START Records shown

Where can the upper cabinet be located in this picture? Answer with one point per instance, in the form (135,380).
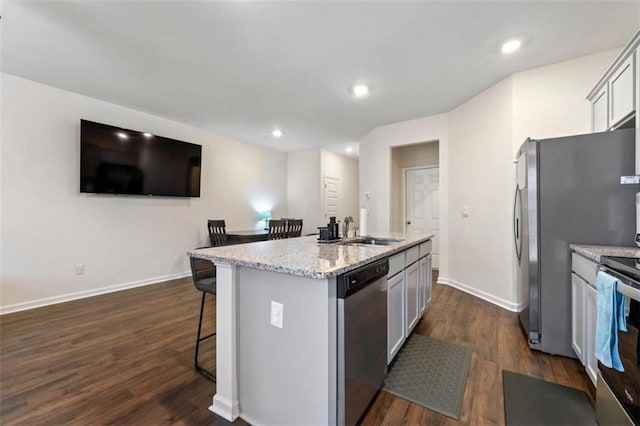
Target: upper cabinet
(614,98)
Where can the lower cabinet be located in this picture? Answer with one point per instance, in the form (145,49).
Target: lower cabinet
(395,315)
(408,295)
(583,313)
(412,298)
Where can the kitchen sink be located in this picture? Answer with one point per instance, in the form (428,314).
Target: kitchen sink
(372,242)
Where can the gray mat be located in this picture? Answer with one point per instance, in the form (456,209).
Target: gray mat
(531,401)
(430,373)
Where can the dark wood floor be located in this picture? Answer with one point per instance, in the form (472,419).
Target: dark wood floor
(127,358)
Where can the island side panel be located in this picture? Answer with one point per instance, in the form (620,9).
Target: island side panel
(286,376)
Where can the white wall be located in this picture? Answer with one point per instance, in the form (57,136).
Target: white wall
(345,169)
(481,176)
(478,140)
(375,171)
(303,189)
(551,101)
(48,226)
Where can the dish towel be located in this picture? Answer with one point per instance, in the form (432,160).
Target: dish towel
(610,318)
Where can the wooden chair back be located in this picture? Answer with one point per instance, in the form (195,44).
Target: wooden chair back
(294,228)
(277,229)
(217,232)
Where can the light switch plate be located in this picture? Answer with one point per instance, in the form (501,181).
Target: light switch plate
(629,180)
(277,312)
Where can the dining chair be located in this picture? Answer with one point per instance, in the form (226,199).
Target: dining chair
(217,232)
(294,228)
(277,230)
(203,273)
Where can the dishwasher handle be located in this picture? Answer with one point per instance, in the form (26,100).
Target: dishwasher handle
(356,280)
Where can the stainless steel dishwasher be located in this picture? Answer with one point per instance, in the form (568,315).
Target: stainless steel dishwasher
(362,338)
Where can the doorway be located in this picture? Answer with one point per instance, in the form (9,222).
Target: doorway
(421,204)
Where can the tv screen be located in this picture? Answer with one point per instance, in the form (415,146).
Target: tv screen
(114,160)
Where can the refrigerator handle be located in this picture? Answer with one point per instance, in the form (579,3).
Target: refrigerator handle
(517,224)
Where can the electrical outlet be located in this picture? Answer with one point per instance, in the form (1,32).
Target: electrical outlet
(80,269)
(277,312)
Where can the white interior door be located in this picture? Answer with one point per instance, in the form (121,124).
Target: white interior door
(422,208)
(331,198)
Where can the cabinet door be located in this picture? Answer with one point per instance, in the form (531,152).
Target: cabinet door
(600,111)
(395,315)
(622,92)
(578,312)
(422,288)
(429,278)
(591,363)
(411,277)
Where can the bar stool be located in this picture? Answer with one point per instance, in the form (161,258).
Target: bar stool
(204,278)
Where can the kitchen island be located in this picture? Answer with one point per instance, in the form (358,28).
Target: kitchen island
(288,375)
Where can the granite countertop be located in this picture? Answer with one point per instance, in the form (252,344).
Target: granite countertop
(594,252)
(305,256)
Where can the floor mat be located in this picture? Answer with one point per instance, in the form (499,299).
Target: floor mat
(531,401)
(431,373)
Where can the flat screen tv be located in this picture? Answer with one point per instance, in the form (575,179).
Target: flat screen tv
(114,160)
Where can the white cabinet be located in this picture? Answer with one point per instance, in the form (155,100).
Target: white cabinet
(578,328)
(583,312)
(422,296)
(408,294)
(614,97)
(591,363)
(429,277)
(411,277)
(600,111)
(622,92)
(395,315)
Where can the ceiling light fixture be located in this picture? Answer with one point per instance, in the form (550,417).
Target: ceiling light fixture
(360,90)
(511,46)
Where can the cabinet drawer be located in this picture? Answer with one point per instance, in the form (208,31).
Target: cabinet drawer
(412,255)
(425,248)
(584,268)
(396,263)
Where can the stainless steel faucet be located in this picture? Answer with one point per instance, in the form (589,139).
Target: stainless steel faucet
(345,226)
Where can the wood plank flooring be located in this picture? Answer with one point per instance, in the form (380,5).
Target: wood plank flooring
(127,358)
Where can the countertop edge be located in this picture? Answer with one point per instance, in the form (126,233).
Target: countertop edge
(306,272)
(594,252)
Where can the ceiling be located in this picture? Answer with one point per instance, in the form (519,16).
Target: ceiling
(242,68)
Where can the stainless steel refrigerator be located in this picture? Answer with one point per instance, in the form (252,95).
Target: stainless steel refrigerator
(568,192)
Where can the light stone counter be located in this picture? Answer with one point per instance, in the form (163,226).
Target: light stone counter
(594,252)
(305,256)
(291,366)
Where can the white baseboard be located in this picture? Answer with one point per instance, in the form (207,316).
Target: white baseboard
(88,293)
(513,307)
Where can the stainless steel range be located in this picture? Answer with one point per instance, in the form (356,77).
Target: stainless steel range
(618,393)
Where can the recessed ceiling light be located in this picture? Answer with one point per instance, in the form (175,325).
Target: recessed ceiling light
(360,90)
(511,46)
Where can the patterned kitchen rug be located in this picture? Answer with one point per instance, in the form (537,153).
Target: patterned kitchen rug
(531,401)
(431,373)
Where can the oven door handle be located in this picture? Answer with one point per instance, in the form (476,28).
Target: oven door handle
(624,286)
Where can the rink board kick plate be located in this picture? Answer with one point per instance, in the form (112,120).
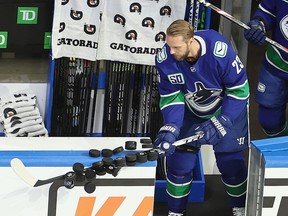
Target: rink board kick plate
(131,192)
(268,178)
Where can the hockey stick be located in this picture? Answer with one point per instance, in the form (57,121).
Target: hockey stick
(22,172)
(183,141)
(238,22)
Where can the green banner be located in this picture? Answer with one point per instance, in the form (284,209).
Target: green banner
(3,40)
(47,40)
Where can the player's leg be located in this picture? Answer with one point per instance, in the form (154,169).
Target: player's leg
(271,95)
(234,176)
(231,162)
(180,167)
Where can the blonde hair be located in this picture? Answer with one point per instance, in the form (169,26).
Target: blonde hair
(180,28)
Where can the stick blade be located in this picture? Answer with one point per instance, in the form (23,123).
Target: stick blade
(21,171)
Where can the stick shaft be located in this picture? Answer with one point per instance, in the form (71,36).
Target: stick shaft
(243,25)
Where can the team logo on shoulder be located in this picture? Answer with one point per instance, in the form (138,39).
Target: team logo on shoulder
(162,55)
(203,100)
(261,87)
(176,78)
(284,26)
(220,49)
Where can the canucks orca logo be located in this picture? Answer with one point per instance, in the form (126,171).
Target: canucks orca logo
(76,15)
(161,36)
(119,19)
(284,26)
(64,2)
(203,101)
(148,22)
(135,7)
(89,29)
(131,35)
(166,10)
(92,3)
(62,26)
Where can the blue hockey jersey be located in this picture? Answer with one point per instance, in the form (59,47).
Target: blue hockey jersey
(274,13)
(216,83)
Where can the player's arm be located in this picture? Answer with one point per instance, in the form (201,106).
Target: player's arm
(171,105)
(262,21)
(232,76)
(235,83)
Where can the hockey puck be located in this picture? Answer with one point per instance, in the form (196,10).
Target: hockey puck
(131,163)
(80,177)
(100,171)
(89,187)
(120,161)
(130,157)
(109,169)
(118,150)
(90,174)
(107,152)
(146,141)
(107,161)
(97,164)
(116,171)
(130,145)
(94,153)
(69,180)
(152,155)
(141,157)
(147,146)
(78,167)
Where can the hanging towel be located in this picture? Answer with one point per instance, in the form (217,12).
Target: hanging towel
(133,31)
(76,28)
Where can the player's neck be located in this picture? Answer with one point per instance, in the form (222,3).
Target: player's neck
(194,51)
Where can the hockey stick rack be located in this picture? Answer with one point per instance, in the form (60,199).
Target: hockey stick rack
(238,22)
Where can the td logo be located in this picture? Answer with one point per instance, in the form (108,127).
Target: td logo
(3,40)
(27,15)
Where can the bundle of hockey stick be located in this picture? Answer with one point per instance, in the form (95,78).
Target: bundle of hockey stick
(81,174)
(239,23)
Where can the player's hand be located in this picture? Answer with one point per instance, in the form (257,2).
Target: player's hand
(257,33)
(214,130)
(167,135)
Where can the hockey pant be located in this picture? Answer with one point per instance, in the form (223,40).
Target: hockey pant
(180,170)
(272,95)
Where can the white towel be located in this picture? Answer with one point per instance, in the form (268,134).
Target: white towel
(22,120)
(27,114)
(132,31)
(19,125)
(75,29)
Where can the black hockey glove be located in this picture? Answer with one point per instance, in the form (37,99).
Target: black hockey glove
(257,33)
(214,130)
(167,135)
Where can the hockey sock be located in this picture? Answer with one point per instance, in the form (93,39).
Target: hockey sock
(234,176)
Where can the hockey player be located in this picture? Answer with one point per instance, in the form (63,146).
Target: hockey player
(272,89)
(203,87)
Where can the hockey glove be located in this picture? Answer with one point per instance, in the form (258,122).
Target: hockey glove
(214,130)
(257,33)
(167,135)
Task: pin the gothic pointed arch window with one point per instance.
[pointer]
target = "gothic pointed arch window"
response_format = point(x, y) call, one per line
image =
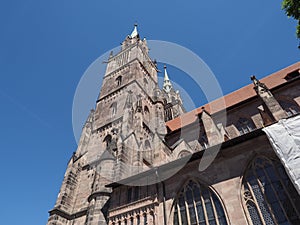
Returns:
point(107, 140)
point(113, 108)
point(245, 125)
point(119, 81)
point(197, 204)
point(146, 113)
point(269, 197)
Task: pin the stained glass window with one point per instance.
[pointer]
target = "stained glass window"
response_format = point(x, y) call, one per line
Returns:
point(197, 204)
point(268, 194)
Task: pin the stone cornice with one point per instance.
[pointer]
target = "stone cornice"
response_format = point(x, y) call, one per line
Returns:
point(64, 214)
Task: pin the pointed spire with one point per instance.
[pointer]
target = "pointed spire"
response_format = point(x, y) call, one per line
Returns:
point(134, 33)
point(167, 83)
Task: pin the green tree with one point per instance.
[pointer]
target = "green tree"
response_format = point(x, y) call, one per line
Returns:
point(292, 9)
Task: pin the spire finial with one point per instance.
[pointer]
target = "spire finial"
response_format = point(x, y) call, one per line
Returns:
point(167, 83)
point(134, 33)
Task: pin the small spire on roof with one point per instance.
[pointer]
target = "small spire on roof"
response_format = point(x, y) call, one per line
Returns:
point(134, 33)
point(167, 83)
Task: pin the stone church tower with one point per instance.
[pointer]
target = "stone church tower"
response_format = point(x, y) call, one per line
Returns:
point(123, 136)
point(139, 132)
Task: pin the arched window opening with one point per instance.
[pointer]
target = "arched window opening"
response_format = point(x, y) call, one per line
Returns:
point(290, 107)
point(113, 108)
point(245, 126)
point(269, 196)
point(119, 81)
point(145, 83)
point(146, 113)
point(107, 140)
point(197, 204)
point(147, 145)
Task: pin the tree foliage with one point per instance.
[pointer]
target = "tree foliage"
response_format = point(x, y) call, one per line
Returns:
point(292, 9)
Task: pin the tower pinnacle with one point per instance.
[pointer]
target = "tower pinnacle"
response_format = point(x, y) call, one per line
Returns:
point(134, 33)
point(167, 83)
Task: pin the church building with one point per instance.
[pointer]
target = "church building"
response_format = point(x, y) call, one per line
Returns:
point(143, 160)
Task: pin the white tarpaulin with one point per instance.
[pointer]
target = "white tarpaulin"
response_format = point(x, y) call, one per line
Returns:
point(284, 137)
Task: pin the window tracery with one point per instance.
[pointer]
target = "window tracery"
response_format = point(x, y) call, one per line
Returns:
point(197, 204)
point(269, 197)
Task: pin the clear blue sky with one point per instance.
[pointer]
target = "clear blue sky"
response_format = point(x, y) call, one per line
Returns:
point(45, 47)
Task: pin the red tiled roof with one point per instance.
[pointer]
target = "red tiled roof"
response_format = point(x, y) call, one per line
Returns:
point(240, 95)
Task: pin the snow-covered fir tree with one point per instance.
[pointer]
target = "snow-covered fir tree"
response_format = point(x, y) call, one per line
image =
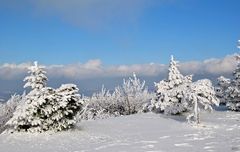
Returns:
point(169, 92)
point(46, 109)
point(223, 84)
point(200, 95)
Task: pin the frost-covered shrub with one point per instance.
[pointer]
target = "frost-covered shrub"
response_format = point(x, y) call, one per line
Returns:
point(229, 89)
point(125, 100)
point(133, 95)
point(45, 108)
point(7, 109)
point(66, 108)
point(101, 105)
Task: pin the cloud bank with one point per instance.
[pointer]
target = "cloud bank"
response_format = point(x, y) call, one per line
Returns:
point(91, 75)
point(91, 14)
point(96, 69)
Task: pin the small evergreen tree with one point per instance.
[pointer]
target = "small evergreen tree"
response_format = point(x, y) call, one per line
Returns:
point(37, 78)
point(169, 92)
point(46, 109)
point(200, 95)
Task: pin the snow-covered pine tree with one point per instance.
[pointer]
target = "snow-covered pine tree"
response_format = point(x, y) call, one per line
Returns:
point(169, 92)
point(200, 95)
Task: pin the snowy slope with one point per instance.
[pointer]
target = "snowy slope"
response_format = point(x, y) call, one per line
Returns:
point(137, 133)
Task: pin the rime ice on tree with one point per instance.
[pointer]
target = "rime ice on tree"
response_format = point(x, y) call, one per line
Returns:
point(230, 89)
point(179, 94)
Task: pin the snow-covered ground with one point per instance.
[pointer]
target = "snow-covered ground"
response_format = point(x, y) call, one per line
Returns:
point(219, 132)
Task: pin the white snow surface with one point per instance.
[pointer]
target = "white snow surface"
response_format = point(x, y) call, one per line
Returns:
point(149, 132)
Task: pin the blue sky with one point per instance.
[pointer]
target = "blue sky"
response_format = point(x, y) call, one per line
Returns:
point(117, 32)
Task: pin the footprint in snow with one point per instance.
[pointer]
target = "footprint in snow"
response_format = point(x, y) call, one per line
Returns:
point(164, 137)
point(147, 146)
point(183, 145)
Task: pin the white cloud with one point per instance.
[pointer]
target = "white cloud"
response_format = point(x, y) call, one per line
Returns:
point(96, 69)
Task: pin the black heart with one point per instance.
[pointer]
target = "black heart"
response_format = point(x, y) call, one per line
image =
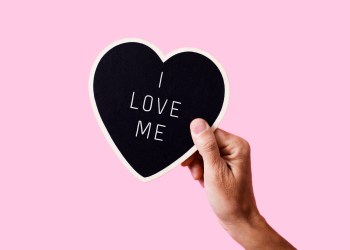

END Records shown

Please reproduce exactly the lines in the listing above from the one containing "Where can the player's hand" through the one containing "Where can the white towel", both included, and nothing more.

Where can the player's hand be located in this picture? Answer with one point per instance, in the form (257,2).
Target: player's hand
(257,33)
(214,130)
(167,135)
Where can the hockey pant be located in this picture? Answer with one point per instance, in the form (223,40).
Target: hockey pant
(180,170)
(272,95)
Where can the white towel be located in this picture? Answer with one point per instance, in the form (268,134).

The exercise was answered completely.